§ **Your objective**
Format the rows below as a Markdown table with the columns "Number" and "Line", covering everything from the line containing "TARGET = black boot" down to the end of the rows. Give each line its own number and leave out any blank lines.
──────
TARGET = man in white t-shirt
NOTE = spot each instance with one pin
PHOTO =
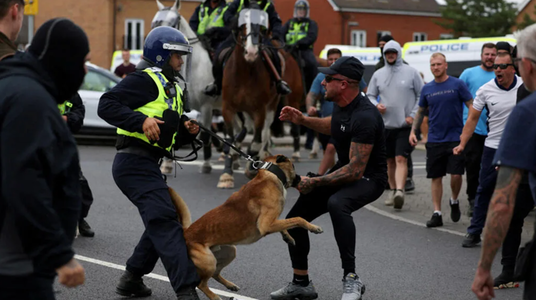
(499, 97)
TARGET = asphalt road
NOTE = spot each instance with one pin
(395, 260)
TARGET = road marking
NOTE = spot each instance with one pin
(156, 276)
(394, 217)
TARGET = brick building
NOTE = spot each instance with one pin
(362, 22)
(109, 29)
(114, 24)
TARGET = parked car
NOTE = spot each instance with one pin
(97, 82)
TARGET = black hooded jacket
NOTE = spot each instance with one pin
(40, 193)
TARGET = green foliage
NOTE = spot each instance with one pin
(478, 18)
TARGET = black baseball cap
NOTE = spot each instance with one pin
(348, 66)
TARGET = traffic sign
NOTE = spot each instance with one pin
(30, 7)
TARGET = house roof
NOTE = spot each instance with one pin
(417, 6)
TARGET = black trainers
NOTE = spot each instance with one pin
(455, 213)
(130, 285)
(435, 221)
(85, 229)
(471, 240)
(212, 90)
(410, 185)
(353, 288)
(292, 291)
(505, 281)
(188, 293)
(283, 88)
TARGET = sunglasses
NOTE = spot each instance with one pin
(502, 66)
(330, 78)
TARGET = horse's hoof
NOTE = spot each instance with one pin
(206, 168)
(226, 181)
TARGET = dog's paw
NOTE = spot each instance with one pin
(316, 229)
(234, 288)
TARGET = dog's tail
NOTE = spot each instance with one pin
(182, 209)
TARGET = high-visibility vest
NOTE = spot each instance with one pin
(157, 107)
(297, 32)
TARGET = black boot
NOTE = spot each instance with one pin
(85, 229)
(131, 285)
(188, 293)
(283, 88)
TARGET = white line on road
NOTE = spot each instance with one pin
(390, 215)
(156, 276)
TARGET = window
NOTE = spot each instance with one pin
(134, 32)
(379, 34)
(419, 36)
(97, 82)
(359, 38)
──────
§ **Output**
| Number | Line |
|---|---|
| 1 | TARGET = black boot |
| 2 | NOTE = spot each instance with one pin |
| 3 | (85, 229) |
| 4 | (131, 285) |
| 5 | (188, 293) |
| 6 | (283, 88) |
| 7 | TARGET = white line on road |
| 8 | NOTE = spot each instance with one pin |
| 9 | (390, 215) |
| 10 | (156, 276) |
| 11 | TARGET = window |
| 12 | NOTE = spot each instance with one pin |
| 13 | (134, 32) |
| 14 | (379, 34) |
| 15 | (419, 36) |
| 16 | (97, 82) |
| 17 | (359, 38) |